What to work on: List each line of the rows below that contains the string "jacket". Uppercase and lowercase count as different.

Source records:

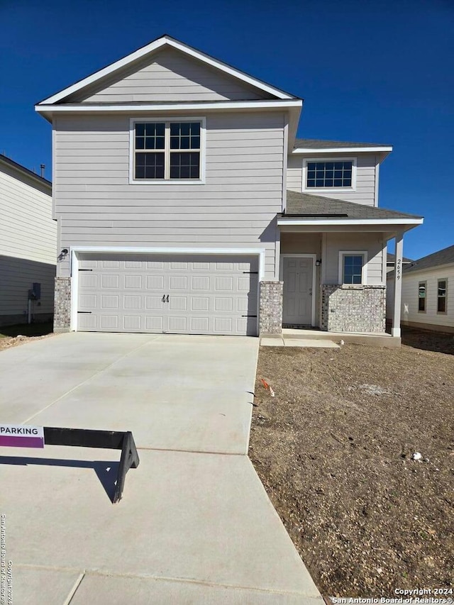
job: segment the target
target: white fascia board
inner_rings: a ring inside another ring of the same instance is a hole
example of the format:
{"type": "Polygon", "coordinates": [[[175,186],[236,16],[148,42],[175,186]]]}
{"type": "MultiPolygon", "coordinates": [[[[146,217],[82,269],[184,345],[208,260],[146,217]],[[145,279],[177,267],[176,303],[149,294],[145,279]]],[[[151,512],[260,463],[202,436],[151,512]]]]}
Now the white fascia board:
{"type": "Polygon", "coordinates": [[[351,226],[351,225],[422,225],[423,218],[333,218],[331,221],[326,219],[307,219],[307,218],[278,218],[278,225],[307,226],[320,225],[330,226],[351,226]]]}
{"type": "Polygon", "coordinates": [[[377,153],[384,152],[389,153],[392,151],[392,147],[330,147],[323,149],[309,149],[307,148],[299,147],[294,149],[292,153],[357,153],[362,152],[371,152],[377,153]]]}
{"type": "Polygon", "coordinates": [[[48,99],[45,99],[38,104],[48,105],[49,104],[57,103],[59,101],[61,101],[70,94],[72,94],[82,89],[94,84],[101,78],[110,75],[118,70],[123,69],[134,61],[137,61],[138,59],[141,59],[146,55],[158,50],[164,46],[170,46],[173,48],[176,48],[182,52],[184,52],[186,55],[194,57],[211,67],[215,67],[220,71],[224,72],[233,77],[238,78],[238,79],[255,87],[255,88],[262,90],[264,92],[273,94],[278,99],[294,99],[294,96],[279,90],[277,88],[275,88],[274,87],[266,84],[266,82],[257,79],[252,76],[248,76],[247,74],[240,72],[239,70],[236,70],[230,65],[227,65],[226,63],[223,63],[221,61],[214,59],[213,57],[205,55],[204,52],[196,50],[195,48],[192,48],[190,46],[187,46],[186,44],[183,44],[181,42],[178,42],[178,40],[165,35],[162,38],[160,38],[158,40],[155,40],[150,44],[148,44],[146,46],[143,46],[142,48],[138,49],[134,52],[131,52],[131,55],[128,55],[126,57],[123,57],[122,59],[111,63],[106,67],[104,67],[102,70],[95,72],[94,74],[92,74],[92,75],[84,78],[79,82],[75,82],[75,84],[73,84],[72,86],[56,93],[52,96],[50,96],[48,99]]]}
{"type": "Polygon", "coordinates": [[[299,108],[302,101],[299,99],[283,99],[270,101],[226,101],[214,102],[207,101],[204,103],[160,103],[153,105],[108,105],[96,104],[67,104],[67,105],[35,105],[35,111],[39,113],[54,112],[62,113],[80,112],[90,113],[109,111],[128,113],[142,113],[150,111],[187,111],[200,109],[287,109],[292,107],[299,108]]]}
{"type": "MultiPolygon", "coordinates": [[[[406,275],[409,277],[411,275],[416,276],[423,273],[433,273],[435,271],[443,271],[445,269],[451,269],[454,267],[454,262],[445,262],[443,265],[434,265],[433,267],[426,267],[423,269],[412,269],[409,273],[406,273],[405,271],[405,265],[406,263],[402,262],[402,277],[405,277],[406,275]]],[[[443,278],[441,277],[440,279],[443,278]]]]}

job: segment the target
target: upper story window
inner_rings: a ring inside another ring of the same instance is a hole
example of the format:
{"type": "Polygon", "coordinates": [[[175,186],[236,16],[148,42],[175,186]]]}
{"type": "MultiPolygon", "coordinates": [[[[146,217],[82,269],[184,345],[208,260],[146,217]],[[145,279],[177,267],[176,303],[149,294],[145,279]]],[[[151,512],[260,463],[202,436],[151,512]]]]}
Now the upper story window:
{"type": "Polygon", "coordinates": [[[356,162],[354,158],[305,160],[303,162],[303,189],[354,189],[356,162]]]}
{"type": "Polygon", "coordinates": [[[365,284],[367,252],[339,252],[339,282],[365,284]]]}
{"type": "Polygon", "coordinates": [[[204,121],[175,119],[131,123],[133,182],[200,182],[204,121]]]}

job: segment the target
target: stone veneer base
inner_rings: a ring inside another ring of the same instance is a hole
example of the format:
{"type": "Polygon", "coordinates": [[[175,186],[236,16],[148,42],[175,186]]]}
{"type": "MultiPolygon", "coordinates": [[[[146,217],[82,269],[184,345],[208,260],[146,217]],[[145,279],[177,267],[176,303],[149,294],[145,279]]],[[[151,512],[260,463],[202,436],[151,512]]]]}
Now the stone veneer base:
{"type": "Polygon", "coordinates": [[[322,330],[328,332],[384,333],[385,286],[321,286],[322,330]]]}
{"type": "Polygon", "coordinates": [[[71,326],[71,278],[55,277],[54,332],[69,332],[71,326]]]}
{"type": "Polygon", "coordinates": [[[260,282],[260,334],[282,334],[283,290],[283,282],[260,282]]]}

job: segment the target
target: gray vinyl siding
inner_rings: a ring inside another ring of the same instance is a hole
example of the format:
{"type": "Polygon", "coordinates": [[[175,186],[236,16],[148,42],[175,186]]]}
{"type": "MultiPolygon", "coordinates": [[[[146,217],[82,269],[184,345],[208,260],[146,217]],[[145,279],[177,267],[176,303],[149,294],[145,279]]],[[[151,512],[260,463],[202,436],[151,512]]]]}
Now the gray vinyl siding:
{"type": "Polygon", "coordinates": [[[232,101],[270,99],[262,91],[189,58],[175,49],[146,57],[76,93],[67,102],[232,101]]]}
{"type": "MultiPolygon", "coordinates": [[[[389,296],[387,300],[387,316],[392,316],[394,304],[394,278],[388,279],[389,296]]],[[[427,271],[411,272],[402,277],[401,321],[410,325],[423,324],[422,327],[441,328],[454,328],[454,265],[433,268],[427,271]],[[446,313],[437,313],[438,279],[447,283],[446,313]],[[418,287],[426,282],[426,311],[418,311],[418,287]]]]}
{"type": "Polygon", "coordinates": [[[26,320],[28,290],[38,282],[41,300],[33,304],[35,315],[53,313],[55,264],[0,256],[0,325],[26,320]]]}
{"type": "Polygon", "coordinates": [[[207,113],[206,183],[189,184],[129,183],[130,117],[56,118],[59,247],[265,248],[273,279],[284,114],[207,113]]]}
{"type": "Polygon", "coordinates": [[[0,162],[0,255],[56,263],[50,187],[0,162]]]}
{"type": "MultiPolygon", "coordinates": [[[[342,153],[323,155],[323,159],[332,157],[335,160],[336,157],[351,157],[354,154],[342,153]]],[[[311,191],[306,189],[306,193],[314,195],[321,195],[325,197],[332,197],[334,199],[345,199],[347,201],[354,201],[357,204],[363,204],[365,206],[375,206],[375,170],[377,158],[375,154],[358,154],[356,157],[356,191],[345,191],[340,192],[331,192],[329,188],[323,191],[311,191]]],[[[321,157],[320,155],[314,154],[289,155],[287,165],[287,189],[295,192],[303,190],[303,160],[307,158],[317,160],[321,157]]]]}
{"type": "Polygon", "coordinates": [[[41,284],[35,318],[53,312],[57,223],[50,187],[0,162],[0,325],[27,321],[28,290],[41,284]]]}

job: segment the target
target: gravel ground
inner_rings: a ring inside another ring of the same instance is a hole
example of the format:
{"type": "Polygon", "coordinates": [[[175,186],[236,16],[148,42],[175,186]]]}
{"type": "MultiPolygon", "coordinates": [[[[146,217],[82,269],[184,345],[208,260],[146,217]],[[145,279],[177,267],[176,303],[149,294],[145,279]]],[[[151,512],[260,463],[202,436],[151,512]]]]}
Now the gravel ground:
{"type": "Polygon", "coordinates": [[[0,351],[53,336],[51,323],[22,323],[0,327],[0,351]]]}
{"type": "Polygon", "coordinates": [[[260,348],[250,456],[325,595],[454,583],[454,337],[403,340],[260,348]]]}

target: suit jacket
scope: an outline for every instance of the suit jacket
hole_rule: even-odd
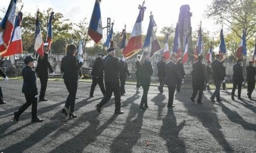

Task result:
target: suit jacket
scope: an outline for every instance of the suit jacket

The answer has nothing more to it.